== PROVIDED TEXT ==

Houthis, UAE 'tortured and killed' Yemenis in unofficial prisons

Houthis, UAE 'tortured and killed' Yemenis in unofficial prisons
Common practices in these 11 detention facilities includes beatings, electrocutions, and being deprived food and water.
2 min read
30 June, 2020
Interviewees claimed to have been witness to extensive beatings, nail removals, and electric shocks. [Getty]
Yemen's Houthi rebels and UAE forces are responsible for thousands of human rights violations carried out in unofficial detention centres, according to research published on Tuesday by rights group Mwatana.

In their battle against the Saudi-led coalition between 2016 and 2020, the Houthi rebel group was found accountable for more than half of 1,605 arbitrary detentions, 770 enforced disappearances, and 344 cases of torture documented in the report, and also responsible for 27 deaths in these unofficial prisons.

Common practices in these 11 detention facilities included beatings, electrocutions, and depriving prisoners of food and water.

"In these unofficial centres, the use of which has greatly expanded during Yemen's war, monitors and families very rarely have access to detainees," said the advocacy director of Mwatana, Osamah Alfakih.

"The number of deaths in detention is huge and reflects clearly the disrespectful attitude towards human rights all parties to the conflict have. The impunity with which the warring parties act is a huge problem."

Investigations and field visits by the rights group collected thousands of interviews with ex-detainees who pointed to the UAE and its proxies for the most heinous crimes committed, such as hanging detainees upside down for hours and the burning of genitalia.

UAE forces were accused of a total of 419 cases of arbitrary and abusive detentions, 327 disappearances, 141 claims of torture and 25 deaths.

===
== EXTRACTED DATA ==

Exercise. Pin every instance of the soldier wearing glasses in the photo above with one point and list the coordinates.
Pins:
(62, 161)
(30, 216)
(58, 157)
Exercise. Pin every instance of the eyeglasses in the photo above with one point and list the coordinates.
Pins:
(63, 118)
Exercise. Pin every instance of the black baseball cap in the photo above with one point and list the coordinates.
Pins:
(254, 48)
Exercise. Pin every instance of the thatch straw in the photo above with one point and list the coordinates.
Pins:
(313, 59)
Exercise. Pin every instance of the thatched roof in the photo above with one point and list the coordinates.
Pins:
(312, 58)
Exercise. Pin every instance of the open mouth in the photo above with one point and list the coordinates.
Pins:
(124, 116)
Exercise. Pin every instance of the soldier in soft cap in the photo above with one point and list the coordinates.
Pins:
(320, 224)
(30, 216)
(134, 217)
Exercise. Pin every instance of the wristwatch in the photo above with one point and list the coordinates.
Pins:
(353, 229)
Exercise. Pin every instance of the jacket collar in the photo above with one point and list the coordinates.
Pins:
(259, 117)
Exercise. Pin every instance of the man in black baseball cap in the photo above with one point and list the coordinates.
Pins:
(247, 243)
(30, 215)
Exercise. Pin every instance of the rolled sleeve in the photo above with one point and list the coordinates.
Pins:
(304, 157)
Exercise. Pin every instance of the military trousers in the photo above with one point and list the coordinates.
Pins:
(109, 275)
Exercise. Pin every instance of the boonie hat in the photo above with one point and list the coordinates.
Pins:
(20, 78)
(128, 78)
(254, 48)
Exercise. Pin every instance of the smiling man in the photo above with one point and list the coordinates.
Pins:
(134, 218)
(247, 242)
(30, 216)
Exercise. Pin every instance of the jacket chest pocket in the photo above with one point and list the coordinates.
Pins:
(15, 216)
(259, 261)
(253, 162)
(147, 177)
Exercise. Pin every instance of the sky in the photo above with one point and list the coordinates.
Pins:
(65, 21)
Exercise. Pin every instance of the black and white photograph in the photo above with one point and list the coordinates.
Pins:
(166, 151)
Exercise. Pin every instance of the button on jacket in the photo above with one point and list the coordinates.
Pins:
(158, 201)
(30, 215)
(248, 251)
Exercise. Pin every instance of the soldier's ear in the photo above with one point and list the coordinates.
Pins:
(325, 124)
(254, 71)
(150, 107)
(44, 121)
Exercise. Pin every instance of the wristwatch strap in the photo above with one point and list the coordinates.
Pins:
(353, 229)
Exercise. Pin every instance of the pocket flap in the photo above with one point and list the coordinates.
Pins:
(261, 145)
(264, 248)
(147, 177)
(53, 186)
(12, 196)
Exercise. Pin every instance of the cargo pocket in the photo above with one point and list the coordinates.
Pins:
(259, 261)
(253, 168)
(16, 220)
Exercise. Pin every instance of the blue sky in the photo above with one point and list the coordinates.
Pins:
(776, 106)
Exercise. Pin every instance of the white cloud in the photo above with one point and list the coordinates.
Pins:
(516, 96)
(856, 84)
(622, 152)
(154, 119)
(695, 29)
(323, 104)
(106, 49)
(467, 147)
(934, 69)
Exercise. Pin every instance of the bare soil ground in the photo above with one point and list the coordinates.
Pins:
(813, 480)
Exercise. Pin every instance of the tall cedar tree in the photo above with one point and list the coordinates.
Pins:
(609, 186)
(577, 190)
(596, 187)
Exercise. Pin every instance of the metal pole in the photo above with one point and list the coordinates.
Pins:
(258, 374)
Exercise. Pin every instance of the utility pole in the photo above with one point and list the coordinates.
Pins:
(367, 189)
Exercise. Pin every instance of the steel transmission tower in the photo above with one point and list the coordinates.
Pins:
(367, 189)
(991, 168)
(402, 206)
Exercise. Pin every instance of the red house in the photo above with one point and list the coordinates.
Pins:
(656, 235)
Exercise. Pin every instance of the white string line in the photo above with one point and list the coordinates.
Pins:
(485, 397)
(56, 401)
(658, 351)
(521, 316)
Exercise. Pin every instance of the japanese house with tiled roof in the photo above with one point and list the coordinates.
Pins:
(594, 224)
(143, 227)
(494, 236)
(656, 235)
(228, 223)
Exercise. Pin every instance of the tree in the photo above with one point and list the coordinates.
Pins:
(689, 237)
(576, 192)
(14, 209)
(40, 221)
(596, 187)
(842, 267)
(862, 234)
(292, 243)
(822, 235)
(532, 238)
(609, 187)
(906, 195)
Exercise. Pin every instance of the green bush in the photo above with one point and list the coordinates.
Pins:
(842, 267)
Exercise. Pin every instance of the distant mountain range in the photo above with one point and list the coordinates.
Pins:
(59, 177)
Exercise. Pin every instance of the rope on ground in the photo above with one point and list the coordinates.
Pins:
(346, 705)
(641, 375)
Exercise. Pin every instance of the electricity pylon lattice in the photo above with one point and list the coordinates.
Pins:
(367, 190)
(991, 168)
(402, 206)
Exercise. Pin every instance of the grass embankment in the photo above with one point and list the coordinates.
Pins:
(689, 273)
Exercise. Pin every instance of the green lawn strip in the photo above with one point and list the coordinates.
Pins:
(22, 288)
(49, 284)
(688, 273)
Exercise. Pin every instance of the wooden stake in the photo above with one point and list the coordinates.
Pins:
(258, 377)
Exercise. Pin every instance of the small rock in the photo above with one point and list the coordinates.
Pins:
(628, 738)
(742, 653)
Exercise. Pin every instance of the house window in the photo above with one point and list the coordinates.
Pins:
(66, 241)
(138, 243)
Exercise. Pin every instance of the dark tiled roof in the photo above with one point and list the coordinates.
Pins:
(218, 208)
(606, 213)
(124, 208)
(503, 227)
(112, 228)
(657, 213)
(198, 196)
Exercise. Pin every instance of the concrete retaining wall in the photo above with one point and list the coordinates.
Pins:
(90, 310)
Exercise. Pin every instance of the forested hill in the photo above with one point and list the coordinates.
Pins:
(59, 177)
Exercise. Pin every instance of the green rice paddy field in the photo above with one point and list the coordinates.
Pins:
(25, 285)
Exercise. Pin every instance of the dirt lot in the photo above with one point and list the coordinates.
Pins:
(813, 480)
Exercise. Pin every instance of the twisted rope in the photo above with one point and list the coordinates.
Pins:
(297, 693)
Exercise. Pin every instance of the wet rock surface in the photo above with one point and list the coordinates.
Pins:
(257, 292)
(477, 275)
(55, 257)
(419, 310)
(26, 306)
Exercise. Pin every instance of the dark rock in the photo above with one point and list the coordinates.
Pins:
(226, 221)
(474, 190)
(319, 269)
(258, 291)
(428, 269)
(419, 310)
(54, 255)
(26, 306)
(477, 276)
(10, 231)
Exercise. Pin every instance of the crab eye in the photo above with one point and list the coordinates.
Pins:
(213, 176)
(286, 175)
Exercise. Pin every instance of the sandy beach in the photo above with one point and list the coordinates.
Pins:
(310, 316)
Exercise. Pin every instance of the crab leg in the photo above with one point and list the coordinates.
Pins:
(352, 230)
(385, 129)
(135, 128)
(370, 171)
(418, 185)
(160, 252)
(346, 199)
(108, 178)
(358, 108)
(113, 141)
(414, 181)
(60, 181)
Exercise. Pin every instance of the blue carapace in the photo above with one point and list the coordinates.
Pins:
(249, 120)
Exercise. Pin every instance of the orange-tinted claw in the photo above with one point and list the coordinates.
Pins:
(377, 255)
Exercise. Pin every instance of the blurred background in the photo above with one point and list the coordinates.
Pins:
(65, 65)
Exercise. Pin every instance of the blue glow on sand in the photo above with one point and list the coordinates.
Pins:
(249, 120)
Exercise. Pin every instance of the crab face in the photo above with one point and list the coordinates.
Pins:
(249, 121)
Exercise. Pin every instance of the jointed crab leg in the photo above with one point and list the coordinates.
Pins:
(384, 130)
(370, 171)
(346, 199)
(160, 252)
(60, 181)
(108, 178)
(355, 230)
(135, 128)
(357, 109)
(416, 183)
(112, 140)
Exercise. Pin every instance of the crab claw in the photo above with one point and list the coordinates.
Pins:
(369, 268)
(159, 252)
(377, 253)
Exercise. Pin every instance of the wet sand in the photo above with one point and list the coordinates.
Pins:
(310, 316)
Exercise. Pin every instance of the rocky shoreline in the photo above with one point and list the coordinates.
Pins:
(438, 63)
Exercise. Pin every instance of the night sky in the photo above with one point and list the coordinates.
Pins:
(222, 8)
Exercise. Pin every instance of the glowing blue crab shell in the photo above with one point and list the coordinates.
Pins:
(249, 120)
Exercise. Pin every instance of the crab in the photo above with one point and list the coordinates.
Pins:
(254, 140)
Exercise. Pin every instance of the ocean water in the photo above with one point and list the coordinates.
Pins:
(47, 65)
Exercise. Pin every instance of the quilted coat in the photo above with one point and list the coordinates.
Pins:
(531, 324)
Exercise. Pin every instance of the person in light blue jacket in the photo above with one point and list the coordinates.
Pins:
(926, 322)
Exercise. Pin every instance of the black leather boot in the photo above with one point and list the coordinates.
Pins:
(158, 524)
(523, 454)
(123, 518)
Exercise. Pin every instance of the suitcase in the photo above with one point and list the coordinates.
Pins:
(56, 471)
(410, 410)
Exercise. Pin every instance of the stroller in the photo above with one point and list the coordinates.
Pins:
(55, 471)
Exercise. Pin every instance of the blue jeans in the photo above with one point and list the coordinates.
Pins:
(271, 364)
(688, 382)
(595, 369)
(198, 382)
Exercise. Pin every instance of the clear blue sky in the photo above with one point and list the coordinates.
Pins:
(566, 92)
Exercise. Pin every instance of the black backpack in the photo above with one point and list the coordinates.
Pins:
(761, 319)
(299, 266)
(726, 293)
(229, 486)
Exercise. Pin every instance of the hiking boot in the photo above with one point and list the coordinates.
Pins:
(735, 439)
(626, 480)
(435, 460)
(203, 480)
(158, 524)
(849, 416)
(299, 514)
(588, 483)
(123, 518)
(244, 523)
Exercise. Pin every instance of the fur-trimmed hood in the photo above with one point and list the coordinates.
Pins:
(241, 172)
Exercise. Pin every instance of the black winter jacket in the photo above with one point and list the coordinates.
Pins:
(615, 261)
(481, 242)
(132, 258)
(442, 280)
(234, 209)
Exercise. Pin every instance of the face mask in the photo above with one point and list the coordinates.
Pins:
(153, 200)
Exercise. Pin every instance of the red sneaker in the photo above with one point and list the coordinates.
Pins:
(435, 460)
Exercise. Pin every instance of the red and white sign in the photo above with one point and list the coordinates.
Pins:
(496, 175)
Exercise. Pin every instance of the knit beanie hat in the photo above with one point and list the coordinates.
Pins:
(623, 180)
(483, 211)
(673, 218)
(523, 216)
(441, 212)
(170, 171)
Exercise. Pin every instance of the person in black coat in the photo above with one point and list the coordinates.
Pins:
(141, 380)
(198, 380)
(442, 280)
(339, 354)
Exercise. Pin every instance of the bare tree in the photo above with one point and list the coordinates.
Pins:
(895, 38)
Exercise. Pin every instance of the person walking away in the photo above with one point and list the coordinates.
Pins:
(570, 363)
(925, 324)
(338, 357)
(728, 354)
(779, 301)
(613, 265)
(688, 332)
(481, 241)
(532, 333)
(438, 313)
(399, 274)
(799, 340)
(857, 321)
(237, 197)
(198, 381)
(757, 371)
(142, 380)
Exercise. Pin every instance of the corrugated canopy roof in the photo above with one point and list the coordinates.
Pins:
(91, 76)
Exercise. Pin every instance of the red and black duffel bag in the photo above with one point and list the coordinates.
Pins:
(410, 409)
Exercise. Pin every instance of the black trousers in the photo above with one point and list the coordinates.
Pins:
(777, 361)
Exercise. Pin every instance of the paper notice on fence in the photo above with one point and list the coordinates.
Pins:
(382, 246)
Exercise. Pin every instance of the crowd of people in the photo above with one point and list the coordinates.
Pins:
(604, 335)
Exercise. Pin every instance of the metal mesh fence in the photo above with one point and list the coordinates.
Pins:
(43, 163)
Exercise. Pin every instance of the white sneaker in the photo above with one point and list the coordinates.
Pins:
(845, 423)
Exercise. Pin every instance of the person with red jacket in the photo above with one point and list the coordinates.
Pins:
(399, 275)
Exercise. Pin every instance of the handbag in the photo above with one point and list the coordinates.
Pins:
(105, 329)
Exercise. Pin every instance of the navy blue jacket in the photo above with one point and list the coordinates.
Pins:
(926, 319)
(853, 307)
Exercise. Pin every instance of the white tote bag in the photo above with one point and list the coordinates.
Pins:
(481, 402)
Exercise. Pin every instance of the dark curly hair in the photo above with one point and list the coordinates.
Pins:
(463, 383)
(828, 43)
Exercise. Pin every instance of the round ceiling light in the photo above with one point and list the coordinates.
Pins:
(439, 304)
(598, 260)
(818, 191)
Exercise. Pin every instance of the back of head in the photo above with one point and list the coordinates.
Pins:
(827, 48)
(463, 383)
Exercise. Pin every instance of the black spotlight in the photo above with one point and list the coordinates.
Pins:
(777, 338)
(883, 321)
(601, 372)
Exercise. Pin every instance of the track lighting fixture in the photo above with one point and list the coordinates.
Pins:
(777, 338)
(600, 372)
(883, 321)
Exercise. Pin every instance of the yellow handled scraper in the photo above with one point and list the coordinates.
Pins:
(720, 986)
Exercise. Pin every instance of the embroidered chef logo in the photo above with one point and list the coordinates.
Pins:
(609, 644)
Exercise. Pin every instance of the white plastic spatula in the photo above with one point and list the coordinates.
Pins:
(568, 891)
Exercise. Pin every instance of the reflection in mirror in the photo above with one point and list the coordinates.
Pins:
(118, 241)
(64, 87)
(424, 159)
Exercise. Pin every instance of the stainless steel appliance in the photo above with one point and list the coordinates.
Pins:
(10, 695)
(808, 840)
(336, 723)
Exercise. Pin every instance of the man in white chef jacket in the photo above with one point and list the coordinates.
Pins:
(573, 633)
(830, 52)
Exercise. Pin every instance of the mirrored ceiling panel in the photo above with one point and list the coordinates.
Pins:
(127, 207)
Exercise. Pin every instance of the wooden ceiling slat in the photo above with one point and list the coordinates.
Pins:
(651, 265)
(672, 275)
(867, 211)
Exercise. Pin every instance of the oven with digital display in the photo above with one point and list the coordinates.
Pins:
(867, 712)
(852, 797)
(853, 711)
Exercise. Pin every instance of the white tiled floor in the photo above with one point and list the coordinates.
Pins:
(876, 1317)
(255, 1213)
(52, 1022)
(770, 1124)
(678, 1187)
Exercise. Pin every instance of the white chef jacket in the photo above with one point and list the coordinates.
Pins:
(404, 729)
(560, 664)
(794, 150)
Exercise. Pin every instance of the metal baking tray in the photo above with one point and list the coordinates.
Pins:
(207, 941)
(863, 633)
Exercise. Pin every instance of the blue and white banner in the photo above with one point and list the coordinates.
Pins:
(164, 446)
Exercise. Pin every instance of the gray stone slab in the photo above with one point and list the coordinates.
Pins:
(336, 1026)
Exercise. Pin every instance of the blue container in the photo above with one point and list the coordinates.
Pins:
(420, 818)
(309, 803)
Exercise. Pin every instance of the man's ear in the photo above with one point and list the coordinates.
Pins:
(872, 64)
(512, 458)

===

Continue the news report on unofficial prisons in Yemen from where it stops.

**ANSWER BELOW**
Similar violations carried out by the Saudi-backed government, which includes the Islah Party, counted 282 detentions, 90 disappearances, 65 cases of torture and 14 deaths.

Yemenis once held by the Houthi security and intelligence agency in the capital Sanaa told the group they had witnessed extensive beatings, nails being pulled out, and electric shocks being administered.

Detainees at a prison in Abyan said they were forced to drink urine, subjected to sexual torture, and witnessed dead bodies being dumped in the yard of the neighbouring hospital.

With these dire conditions in both official and unofficial detention centres in Yemen worsened by the breakout of the coronavirus, Mwatana is demanding that all parties release extrajudicial prisoners who are at risk of catching the deadly disease.

The war in Yemen has killed more than 100,000 people and created the world's worst humanitarian disaster, with more than 3 million people internally displaced and two-thirds of the population reliant on food assistance for survival.

The situation in Yemen is expected to get worse as donor countries recently cut back on aid amid the coronavirus pandemic and also due to concerns that the supplies might not be reaching its intended recipients in territories controlled by the Houthis.